Carry none of the pictures over; set down the material below exactly.

◇ ◇ ◇ ◇ ◇

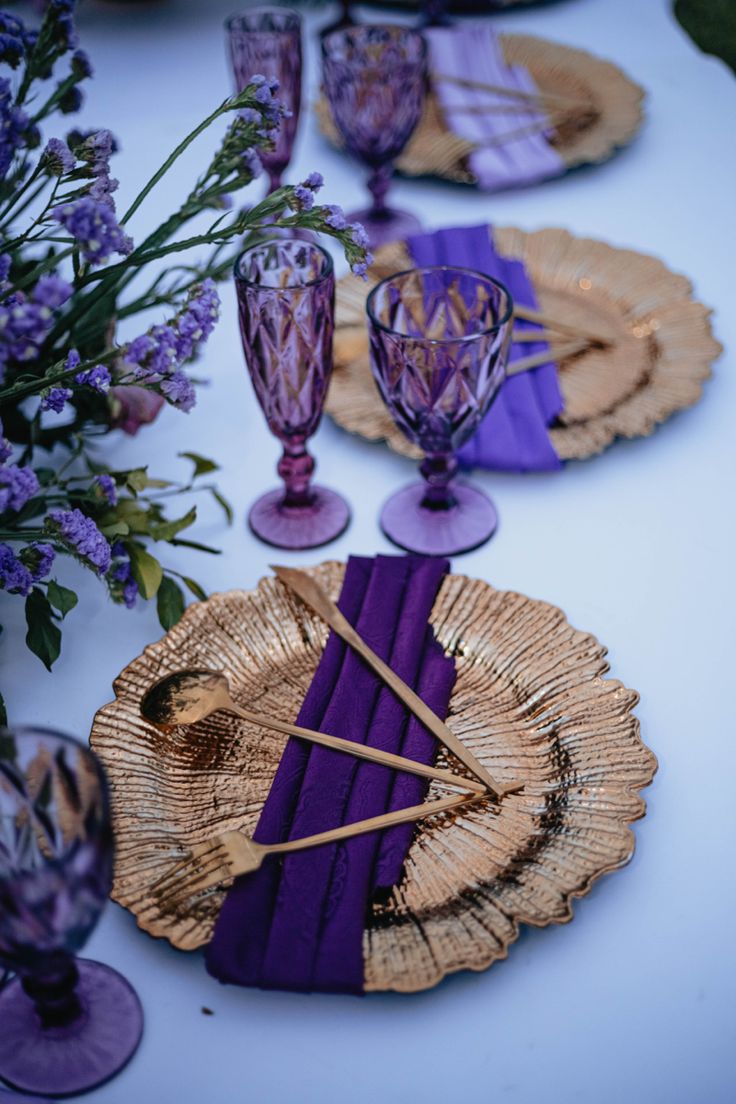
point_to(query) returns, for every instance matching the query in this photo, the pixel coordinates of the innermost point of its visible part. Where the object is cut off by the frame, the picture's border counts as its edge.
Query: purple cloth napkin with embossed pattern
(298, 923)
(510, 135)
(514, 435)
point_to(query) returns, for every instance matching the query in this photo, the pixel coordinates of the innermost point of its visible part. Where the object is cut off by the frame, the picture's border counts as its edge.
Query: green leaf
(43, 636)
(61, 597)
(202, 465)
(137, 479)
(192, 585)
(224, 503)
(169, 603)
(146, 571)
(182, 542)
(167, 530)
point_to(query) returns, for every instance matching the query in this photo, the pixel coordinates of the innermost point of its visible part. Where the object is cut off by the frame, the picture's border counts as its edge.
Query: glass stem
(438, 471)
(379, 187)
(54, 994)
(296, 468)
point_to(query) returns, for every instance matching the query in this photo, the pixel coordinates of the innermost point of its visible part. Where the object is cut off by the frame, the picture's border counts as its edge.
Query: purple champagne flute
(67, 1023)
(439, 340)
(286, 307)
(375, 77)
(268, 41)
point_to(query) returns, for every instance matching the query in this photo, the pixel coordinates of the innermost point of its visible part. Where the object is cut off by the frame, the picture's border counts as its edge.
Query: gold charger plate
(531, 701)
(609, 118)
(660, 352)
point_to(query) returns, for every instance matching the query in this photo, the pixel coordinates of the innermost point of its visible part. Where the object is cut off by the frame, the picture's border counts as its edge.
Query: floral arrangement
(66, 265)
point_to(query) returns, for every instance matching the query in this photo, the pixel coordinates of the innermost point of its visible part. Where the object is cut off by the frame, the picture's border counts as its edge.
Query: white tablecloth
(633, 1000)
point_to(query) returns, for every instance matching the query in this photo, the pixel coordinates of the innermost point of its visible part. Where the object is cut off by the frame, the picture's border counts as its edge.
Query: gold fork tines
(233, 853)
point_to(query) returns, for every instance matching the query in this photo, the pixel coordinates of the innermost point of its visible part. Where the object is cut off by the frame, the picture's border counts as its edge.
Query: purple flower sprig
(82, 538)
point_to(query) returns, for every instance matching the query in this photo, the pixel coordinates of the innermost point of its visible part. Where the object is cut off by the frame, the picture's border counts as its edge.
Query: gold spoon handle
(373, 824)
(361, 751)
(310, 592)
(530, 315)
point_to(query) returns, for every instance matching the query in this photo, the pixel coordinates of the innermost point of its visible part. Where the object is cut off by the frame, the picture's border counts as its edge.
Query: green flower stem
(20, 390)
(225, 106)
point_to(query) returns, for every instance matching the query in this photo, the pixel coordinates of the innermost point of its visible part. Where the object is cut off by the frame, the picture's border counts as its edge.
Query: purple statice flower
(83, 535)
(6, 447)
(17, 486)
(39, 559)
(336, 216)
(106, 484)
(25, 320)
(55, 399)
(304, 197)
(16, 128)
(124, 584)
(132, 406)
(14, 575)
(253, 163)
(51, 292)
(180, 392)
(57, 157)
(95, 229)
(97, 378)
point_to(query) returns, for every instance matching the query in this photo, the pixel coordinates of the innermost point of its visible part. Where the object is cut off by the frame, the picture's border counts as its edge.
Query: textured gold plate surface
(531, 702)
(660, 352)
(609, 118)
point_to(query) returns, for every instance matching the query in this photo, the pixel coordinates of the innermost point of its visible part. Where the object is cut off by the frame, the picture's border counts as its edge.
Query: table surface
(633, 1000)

◇ ◇ ◇ ◇ ◇

> SOLUTION TO THE EXERCISE
point_to(query) returns, for every instance matching the query in this photo, the pixel coordinates of the innermost point of its visible part. Where the object is cut off by the frame, the picture's border counts as its edge.
Query: purple cloth napkin with embossed pattern
(298, 923)
(510, 135)
(514, 435)
point_to(query) returns, for every instance matching the query in this photo, the pixel coordinates of the innermost point of its visible part. Where the object is cut off by the frame, the picture's border counts as its edge.
Query: green leaf
(43, 636)
(61, 597)
(202, 465)
(137, 479)
(192, 585)
(224, 503)
(169, 603)
(146, 571)
(182, 542)
(167, 530)
point_to(query) returns, for every instance matching the query in this photo, the pixel coordinates of the innermost point of its visible part. Where the object is cut off by the frame, the picture's border counts as its edge.
Query: glass stem
(438, 471)
(379, 187)
(54, 994)
(296, 468)
point_to(query) returns, for every instance matching the query in this photo, the pixel coordinates of the innermost point of its visible part. Where the object is cut off by the frame, the picture's border counts as its edge.
Query: purple champagne flute
(67, 1023)
(439, 340)
(286, 307)
(375, 77)
(268, 41)
point_to(query) returns, for every instance matching the query in this photo, the pixel coordinates of the innermost point of its visible part. Where the object is cut off by the frame, the picture's border counts as its edge.
Query: gold charger plate
(531, 701)
(609, 118)
(660, 352)
point_to(query) returns, for every instance matching the query in this photo, the pixel coordinates of the innermost point of its visible part. Where the object is cut off by the frame, the picture's border counts as its edge.
Query: floral arrangement
(66, 265)
point_to(query) returns, for every instance matching the query in this photo, the pixel coordinates of the innermost point of its visible part. Where the object is cut off by the frame, the picture's border counts as its edge.
Query: white tablecloth
(633, 1000)
point_to(query) returns, for every instance matching the query in this photo, the pixel coordinates of the innermost point of its visible part. Where the object is cut off by the frame, the picture's border counts as its edge.
Query: gold fork tines
(233, 853)
point_to(query) returns, for every instance matching the query in this photo, the pixel coordinates of the innermost point of its visible part. Where the object is cut off by the frame, the picture's border counts as its edge.
Query: purple flower sprig
(82, 538)
point_to(query) returns, for every instance matching the query in this photo, the pixel coordinates of the innermost point of its visible part. Where the object is cut off by the frame, the picture's border counts as its edge.
Query: gold spoon handle
(373, 824)
(361, 751)
(310, 592)
(530, 315)
point_to(query) returns, for every instance matching the query in this photo, the pixel coordinates of the innermost point of its visible part. Where the object is cut off by the frame, the picture's border counts as its edge.
Query: green flower stem
(20, 390)
(225, 106)
point_to(query) returns, for every instance matching the query in this photo, the pixel coordinates of the innermost point of its visible part. Where the object is cut off by the frame, the picture's border counts as its edge.
Query: purple statice flower
(83, 535)
(6, 447)
(17, 486)
(39, 559)
(336, 216)
(106, 484)
(25, 320)
(55, 399)
(304, 197)
(16, 128)
(124, 584)
(132, 406)
(14, 575)
(253, 163)
(51, 292)
(180, 392)
(57, 157)
(95, 229)
(97, 378)
point_to(query) returns, for every instance matching the query in this photo, the pixel coordinates of the innermost point of its visible part. Where the object is cut off by the frame, the picture's border counts as its edge.
Query: textured gold plate surface
(531, 702)
(660, 352)
(609, 118)
point_to(query) returns, for every instance matching the query in this photo, the pixel coordinates of the innermost point of its visible part. Where the object is cut off by the frame, the picture's border counts as its edge.
Query: table surface
(633, 1000)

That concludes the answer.